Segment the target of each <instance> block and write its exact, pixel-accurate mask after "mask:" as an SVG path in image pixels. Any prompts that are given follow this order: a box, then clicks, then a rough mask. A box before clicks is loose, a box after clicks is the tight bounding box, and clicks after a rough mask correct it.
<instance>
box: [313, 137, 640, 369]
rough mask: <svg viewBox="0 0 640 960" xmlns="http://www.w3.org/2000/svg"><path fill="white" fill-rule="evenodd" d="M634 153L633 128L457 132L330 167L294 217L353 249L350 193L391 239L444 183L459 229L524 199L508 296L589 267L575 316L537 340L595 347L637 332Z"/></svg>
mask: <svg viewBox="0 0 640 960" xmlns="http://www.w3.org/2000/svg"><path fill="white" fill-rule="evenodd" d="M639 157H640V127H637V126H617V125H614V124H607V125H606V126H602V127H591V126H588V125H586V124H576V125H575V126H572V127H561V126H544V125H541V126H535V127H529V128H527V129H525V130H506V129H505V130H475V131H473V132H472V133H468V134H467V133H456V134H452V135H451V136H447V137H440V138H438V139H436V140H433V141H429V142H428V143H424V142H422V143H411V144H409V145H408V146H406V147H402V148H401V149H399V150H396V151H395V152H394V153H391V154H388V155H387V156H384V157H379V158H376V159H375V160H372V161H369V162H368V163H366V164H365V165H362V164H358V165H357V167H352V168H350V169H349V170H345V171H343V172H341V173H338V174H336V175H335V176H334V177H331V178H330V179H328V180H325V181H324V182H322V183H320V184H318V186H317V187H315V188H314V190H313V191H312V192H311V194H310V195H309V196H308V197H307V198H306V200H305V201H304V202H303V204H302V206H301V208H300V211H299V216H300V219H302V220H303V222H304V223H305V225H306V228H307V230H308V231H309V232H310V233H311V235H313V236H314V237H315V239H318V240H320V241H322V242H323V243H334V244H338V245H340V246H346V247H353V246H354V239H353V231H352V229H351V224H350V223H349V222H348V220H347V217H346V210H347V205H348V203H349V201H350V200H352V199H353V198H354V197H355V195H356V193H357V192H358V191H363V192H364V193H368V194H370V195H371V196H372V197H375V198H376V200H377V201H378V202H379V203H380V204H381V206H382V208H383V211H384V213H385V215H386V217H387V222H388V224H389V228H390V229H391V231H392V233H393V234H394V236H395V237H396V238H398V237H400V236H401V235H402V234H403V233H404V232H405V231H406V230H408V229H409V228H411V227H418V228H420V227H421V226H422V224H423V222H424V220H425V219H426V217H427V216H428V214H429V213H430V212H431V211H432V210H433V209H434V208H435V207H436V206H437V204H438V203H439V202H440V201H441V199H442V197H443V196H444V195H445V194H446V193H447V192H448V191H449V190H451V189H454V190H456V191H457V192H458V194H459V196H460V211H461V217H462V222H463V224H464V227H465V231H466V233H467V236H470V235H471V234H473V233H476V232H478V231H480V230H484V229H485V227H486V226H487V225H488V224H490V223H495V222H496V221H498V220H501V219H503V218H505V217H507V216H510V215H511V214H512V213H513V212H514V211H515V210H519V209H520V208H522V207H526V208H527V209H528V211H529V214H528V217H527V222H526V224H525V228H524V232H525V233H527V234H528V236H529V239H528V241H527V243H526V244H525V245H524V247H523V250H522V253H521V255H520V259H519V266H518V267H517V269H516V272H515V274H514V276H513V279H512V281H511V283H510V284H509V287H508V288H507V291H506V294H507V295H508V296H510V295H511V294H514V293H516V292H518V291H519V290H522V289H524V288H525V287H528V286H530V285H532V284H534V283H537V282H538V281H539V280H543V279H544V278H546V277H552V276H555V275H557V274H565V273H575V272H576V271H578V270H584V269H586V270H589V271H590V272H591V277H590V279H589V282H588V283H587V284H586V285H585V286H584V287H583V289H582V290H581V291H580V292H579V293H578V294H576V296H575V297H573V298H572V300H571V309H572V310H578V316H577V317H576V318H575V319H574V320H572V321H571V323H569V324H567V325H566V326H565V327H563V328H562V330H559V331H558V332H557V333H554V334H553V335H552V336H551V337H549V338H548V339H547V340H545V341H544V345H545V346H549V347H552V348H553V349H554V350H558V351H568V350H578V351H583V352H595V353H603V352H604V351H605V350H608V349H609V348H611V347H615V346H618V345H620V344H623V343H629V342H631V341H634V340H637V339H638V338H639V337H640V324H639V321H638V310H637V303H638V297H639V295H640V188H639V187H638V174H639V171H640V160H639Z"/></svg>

□ □ □ □ □

Would you reproduce the entire listing, keeping every line as it is?

Segment the target of each <instance> block and write its exact, pixel-accurate mask after "mask:" as an SVG path in image pixels. Any prompts that are given follow this order: a box, then clicks, then a rough mask. A box before clicks is loose, a box after clicks is the tight bounding box, and clicks after a rough mask correct it.
<instance>
box: [313, 137, 640, 369]
rough mask: <svg viewBox="0 0 640 960" xmlns="http://www.w3.org/2000/svg"><path fill="white" fill-rule="evenodd" d="M634 153L633 128L457 132L330 167L294 217L353 249L350 193L391 239L444 183L459 229L524 199L508 296L589 267L575 316L537 340L595 347L637 332Z"/></svg>
mask: <svg viewBox="0 0 640 960" xmlns="http://www.w3.org/2000/svg"><path fill="white" fill-rule="evenodd" d="M639 157H640V127H637V126H617V125H614V124H607V125H606V126H602V127H591V126H588V125H586V124H576V125H575V126H572V127H561V126H544V125H541V126H535V127H529V128H527V129H525V130H506V129H505V130H475V131H473V132H472V133H468V134H467V133H456V134H452V135H451V136H447V137H440V138H438V139H436V140H433V141H429V142H428V143H424V142H422V143H411V144H409V145H408V146H406V147H402V148H401V149H399V150H396V151H395V152H394V153H391V154H388V155H387V156H384V157H379V158H376V159H375V160H372V161H369V162H368V163H366V164H365V165H362V164H358V165H357V167H352V168H350V169H349V170H345V171H343V172H341V173H338V174H336V175H335V176H334V177H331V178H330V179H328V180H325V181H324V182H322V183H320V184H318V186H317V187H315V188H314V190H313V191H312V192H311V194H310V195H309V196H308V197H307V198H306V200H305V201H304V202H303V204H302V206H301V208H300V211H299V216H300V219H302V220H303V222H304V223H305V225H306V228H307V230H308V231H309V232H310V233H311V235H313V236H314V237H315V239H318V240H320V241H322V242H323V243H334V244H338V245H340V246H346V247H353V246H354V239H353V231H352V229H351V224H350V223H349V222H348V220H347V217H346V210H347V205H348V203H349V201H350V200H352V199H353V198H354V197H355V195H356V193H357V192H358V191H363V192H364V193H368V194H370V195H371V196H372V197H375V198H376V200H377V201H378V202H379V203H380V204H381V206H382V208H383V211H384V213H385V215H386V217H387V222H388V224H389V228H390V229H391V231H392V233H393V234H394V236H395V237H396V238H398V237H400V236H401V235H402V234H403V233H404V232H405V231H406V230H408V229H409V228H411V227H418V228H420V227H421V226H422V224H423V222H424V220H425V219H426V217H427V216H428V214H429V213H430V212H431V211H432V210H433V209H434V208H435V207H436V206H437V204H438V203H439V202H440V201H441V199H442V197H443V196H444V195H445V194H446V193H447V192H448V191H449V190H451V189H454V190H456V191H457V192H458V194H459V196H460V211H461V217H462V222H463V224H464V227H465V231H466V233H467V236H470V235H471V234H473V233H476V232H478V231H480V230H484V229H485V227H486V226H487V225H488V224H490V223H495V222H496V221H498V220H501V219H503V218H505V217H507V216H510V215H511V214H512V213H513V212H514V211H515V210H519V209H520V208H522V207H526V208H527V209H528V211H529V214H528V217H527V222H526V224H525V228H524V232H525V233H527V234H528V236H529V239H528V241H527V243H526V244H525V245H524V247H523V250H522V253H521V255H520V259H519V266H518V267H517V269H516V272H515V274H514V276H513V279H512V281H511V283H510V284H509V287H508V288H507V291H506V294H507V295H508V296H510V295H511V294H514V293H516V292H518V291H519V290H522V289H524V288H525V287H528V286H530V285H532V284H534V283H537V282H538V281H539V280H543V279H544V278H546V277H552V276H555V275H557V274H565V273H575V272H576V271H578V270H584V269H586V270H589V271H590V272H591V277H590V279H589V282H588V283H587V284H586V285H585V286H584V287H583V289H582V290H581V291H580V292H579V293H578V294H576V296H575V297H573V298H572V300H571V309H572V310H578V316H577V317H576V318H575V319H574V320H572V321H571V323H569V324H567V325H566V326H565V327H563V328H562V330H559V331H558V332H557V333H554V334H553V335H552V336H551V337H549V338H548V339H547V340H545V341H544V345H545V346H549V347H552V348H553V349H554V350H558V351H568V350H578V351H583V352H595V353H603V352H604V351H605V350H608V349H609V348H611V347H615V346H618V345H620V344H623V343H629V342H631V341H634V340H637V339H638V338H639V337H640V324H639V321H638V310H637V303H638V297H639V295H640V188H639V187H638V174H639V171H640V160H639Z"/></svg>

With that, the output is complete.